▶ PASSAGE TO READ
⟨

The lone terrorist who fatally stabbed a man in Bourke Street on Friday planned to cause an explosion in Melbourne by igniting gas cylinders in his car, police say.
On Friday afternoon, 30-year-old Hassan Khalif Shire Ali pulled up in his four-wheel drive, which caught fire.
Shire Ali stabbed three men, with a man in his 60s dying at the scene and two others recovering in Royal Melbourne Hospital.
Police and civilians tried to subdue Shire Ali before police shot him in the chest. He died in hospital.
Police have also confirmed they have spoken to Shire Ali's wife and that she is not missing.
They also confirmed in a statement that joint counter terrorism team investigators were executing search warrants at two addresses in Werribee and Meadows Heights on Saturday morning.
Speaking on the Today Show on Saturday morning, he said Shire Ali's car contained gas cylinders and it is believed he intended to cause an explosion.
Police are confident the event was a terrorist attack, which Islamic State has claimed responsibility for.
"It looks like he's attempted to ignite a fire in the car, we believe at this stage with a view to igniting those canisters with some sort of explosion, but that didn't eventuate," Commissioner Ashton says.
He says Shire Ali was known to police and federal intelligence authority ASIO.
"He's someone that was known to us," he says.
"But he wasn't someone we were actively monitoring to that level."
When asked if police should have shot Shire Ali in the leg rather than the chest, Commissioner Ashton said police were trained to kill if they believed their life or a member of the public's life was at risk.

⟩

▶ DATA SECTION
⟨

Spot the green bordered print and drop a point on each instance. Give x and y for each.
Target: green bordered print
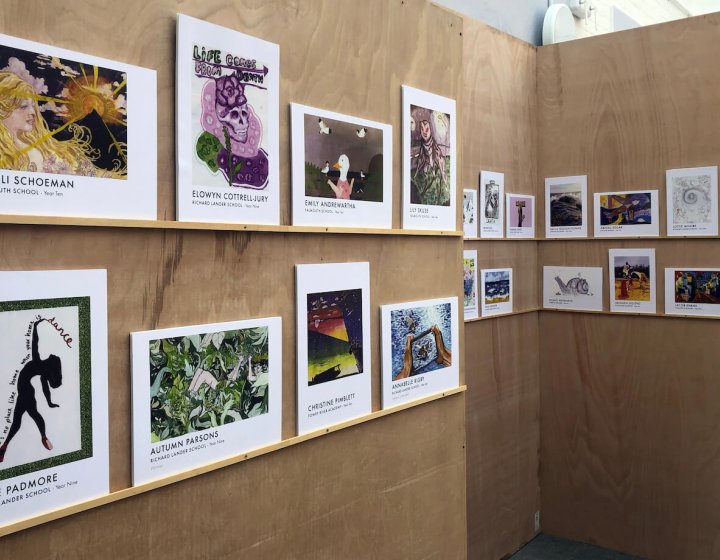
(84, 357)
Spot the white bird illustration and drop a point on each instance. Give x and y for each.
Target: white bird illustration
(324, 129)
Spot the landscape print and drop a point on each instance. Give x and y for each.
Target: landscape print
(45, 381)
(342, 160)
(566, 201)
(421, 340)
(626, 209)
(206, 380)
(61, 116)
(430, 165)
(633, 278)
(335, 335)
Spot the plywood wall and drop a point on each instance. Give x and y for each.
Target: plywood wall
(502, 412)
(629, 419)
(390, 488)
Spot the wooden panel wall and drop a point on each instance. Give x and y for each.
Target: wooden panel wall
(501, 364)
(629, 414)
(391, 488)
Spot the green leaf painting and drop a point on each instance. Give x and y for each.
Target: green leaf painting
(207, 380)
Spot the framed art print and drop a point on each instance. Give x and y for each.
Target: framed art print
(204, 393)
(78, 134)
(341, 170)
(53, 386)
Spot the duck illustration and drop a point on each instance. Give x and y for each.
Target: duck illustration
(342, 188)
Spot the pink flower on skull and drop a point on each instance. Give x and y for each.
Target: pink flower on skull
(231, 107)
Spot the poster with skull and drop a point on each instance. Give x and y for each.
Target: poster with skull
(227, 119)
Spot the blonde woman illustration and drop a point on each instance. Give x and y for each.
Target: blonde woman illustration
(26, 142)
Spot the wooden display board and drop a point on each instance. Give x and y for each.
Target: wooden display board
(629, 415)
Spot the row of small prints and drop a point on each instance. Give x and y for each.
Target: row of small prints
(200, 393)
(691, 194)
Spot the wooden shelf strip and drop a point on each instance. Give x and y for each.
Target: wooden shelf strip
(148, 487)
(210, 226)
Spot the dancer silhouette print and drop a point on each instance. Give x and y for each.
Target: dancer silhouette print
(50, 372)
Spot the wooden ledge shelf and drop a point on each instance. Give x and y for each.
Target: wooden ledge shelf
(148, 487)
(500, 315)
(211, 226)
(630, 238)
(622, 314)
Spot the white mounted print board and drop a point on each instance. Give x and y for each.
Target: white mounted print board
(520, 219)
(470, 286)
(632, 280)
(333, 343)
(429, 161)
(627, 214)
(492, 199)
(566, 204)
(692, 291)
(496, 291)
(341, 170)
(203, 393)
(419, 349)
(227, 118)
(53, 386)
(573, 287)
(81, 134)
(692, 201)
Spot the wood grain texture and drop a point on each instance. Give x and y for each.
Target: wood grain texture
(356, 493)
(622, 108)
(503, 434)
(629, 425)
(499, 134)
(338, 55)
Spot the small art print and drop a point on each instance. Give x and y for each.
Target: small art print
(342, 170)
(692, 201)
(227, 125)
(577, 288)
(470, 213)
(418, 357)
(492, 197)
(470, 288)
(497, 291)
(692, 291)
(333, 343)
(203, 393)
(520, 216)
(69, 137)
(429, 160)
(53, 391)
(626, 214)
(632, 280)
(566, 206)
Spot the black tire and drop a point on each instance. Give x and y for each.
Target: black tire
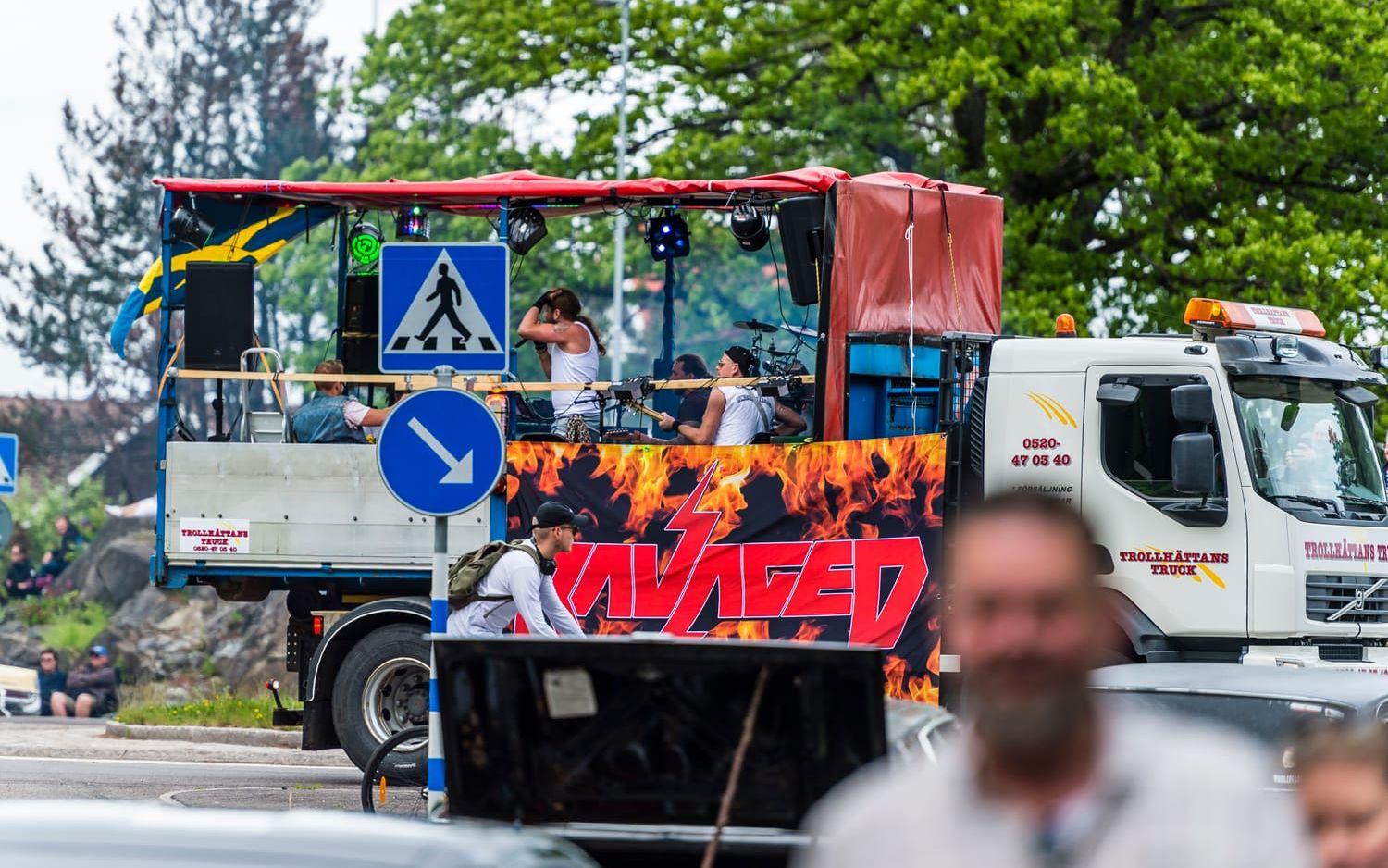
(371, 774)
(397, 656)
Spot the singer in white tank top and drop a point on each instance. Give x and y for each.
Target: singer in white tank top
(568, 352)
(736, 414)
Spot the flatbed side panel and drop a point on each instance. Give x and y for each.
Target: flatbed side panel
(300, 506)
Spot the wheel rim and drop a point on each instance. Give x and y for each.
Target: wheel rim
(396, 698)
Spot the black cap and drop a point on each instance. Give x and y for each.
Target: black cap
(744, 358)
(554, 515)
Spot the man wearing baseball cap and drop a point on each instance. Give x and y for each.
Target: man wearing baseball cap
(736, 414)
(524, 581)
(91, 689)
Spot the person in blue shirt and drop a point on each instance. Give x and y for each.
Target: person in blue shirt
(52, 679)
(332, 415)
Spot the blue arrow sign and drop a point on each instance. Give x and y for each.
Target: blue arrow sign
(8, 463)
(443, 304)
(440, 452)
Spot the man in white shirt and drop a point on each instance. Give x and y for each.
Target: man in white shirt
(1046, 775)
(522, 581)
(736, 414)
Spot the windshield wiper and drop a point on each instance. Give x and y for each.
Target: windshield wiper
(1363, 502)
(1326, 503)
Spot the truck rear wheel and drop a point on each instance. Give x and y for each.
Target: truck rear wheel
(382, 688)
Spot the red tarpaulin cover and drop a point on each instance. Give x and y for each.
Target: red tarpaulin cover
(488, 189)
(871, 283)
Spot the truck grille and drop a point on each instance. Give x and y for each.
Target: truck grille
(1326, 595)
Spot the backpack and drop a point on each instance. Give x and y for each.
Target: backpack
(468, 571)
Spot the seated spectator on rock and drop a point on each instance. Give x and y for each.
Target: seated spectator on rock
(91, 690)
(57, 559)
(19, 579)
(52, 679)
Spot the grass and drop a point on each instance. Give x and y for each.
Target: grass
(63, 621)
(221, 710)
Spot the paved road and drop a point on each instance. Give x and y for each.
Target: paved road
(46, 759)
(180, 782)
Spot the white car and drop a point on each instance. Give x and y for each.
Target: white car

⟩

▶ WHAT THE EXERCISE ASKS
Continue the news report above about the Bourke Street stabbing, picking up after its final sentence.

▶ RESPONSE TO THIS TASK
"We don't train people to wound people with firearms," he says.
"You're trained to shoot to kill, not to shoot to wound."
He says police have worked through the night and don't believe there are any ongoing threats to the public.
Commissioner Ashton also says there is no suggestion that Shire Ali was inspired by James "Dimitrious" Gargasoulas, who is currently on trial facing six charges of murder after allegedly mowing down pedestrians in January 2017.
Islamic State has claimed responsibility for the attack.
Commissioner Ashton says Shire Ali had a criminal history for cannabis use, theft and driving offences.
The bomb squad was called after the barbecue-style gas cylinders were found in the vehicle.
A 26-year-old man and a 58-year-old, said to be Tasmanian businessman Rod Patterson, were taken to hospital with what police said were non-life threatening injuries following the attack.
Police confirmed Shire Ali's name and age on Saturday morning after incorrect information was circulated through media reports.